# Material for the task start
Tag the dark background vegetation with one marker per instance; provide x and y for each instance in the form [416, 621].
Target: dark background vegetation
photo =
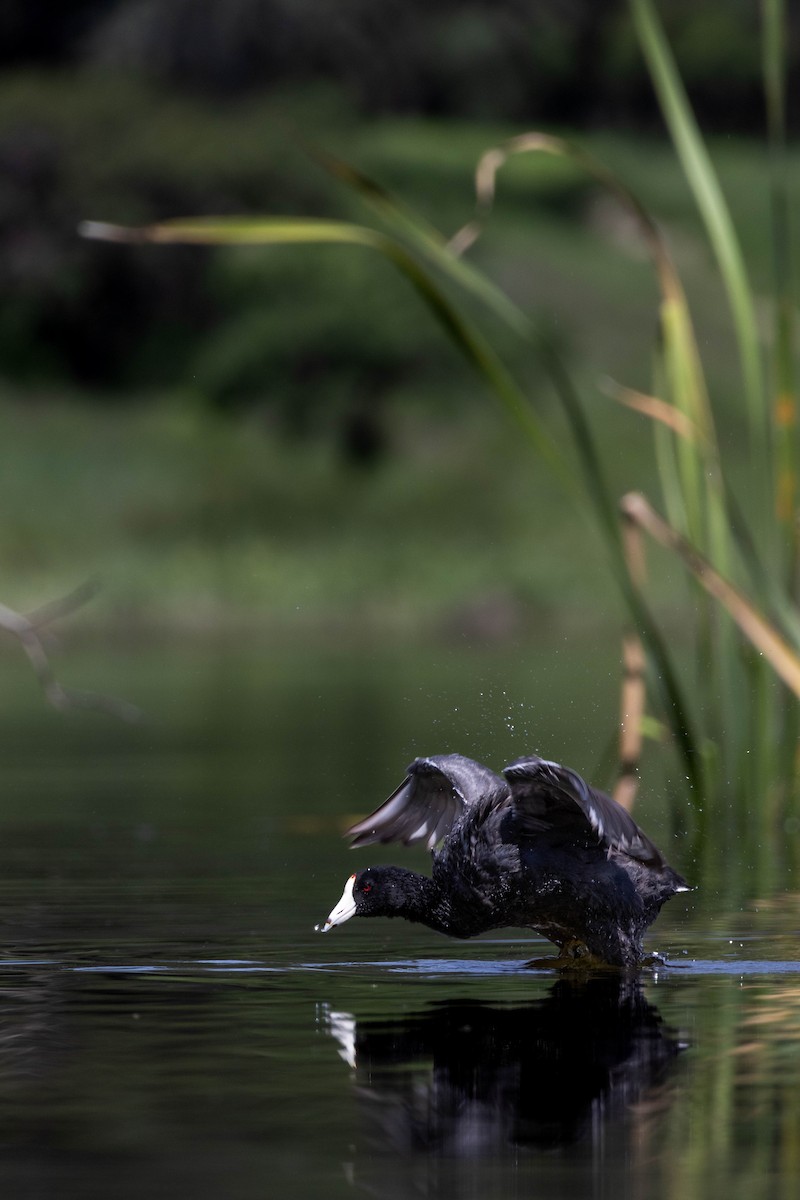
[133, 111]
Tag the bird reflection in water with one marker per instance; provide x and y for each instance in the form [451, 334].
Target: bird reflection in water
[475, 1079]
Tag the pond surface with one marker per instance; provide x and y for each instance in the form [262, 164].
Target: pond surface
[172, 1025]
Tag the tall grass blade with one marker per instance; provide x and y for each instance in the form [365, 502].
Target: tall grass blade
[710, 201]
[758, 630]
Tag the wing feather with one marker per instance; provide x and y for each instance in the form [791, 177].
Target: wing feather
[547, 795]
[433, 796]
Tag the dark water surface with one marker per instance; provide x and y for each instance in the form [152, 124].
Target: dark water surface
[170, 1024]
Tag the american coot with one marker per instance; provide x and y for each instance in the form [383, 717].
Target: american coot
# Material for the task end
Could you give the records from the line containing "Tag the american" through the end of the records as a Markdown table with the columns Row and Line, numbering each line and leaving out blank lines?

| Row | Line |
|---|---|
| 1 | Tag the american coot with one marker per instance; provide x and y for each instance in the form [383, 717]. |
| 2 | Target: american coot |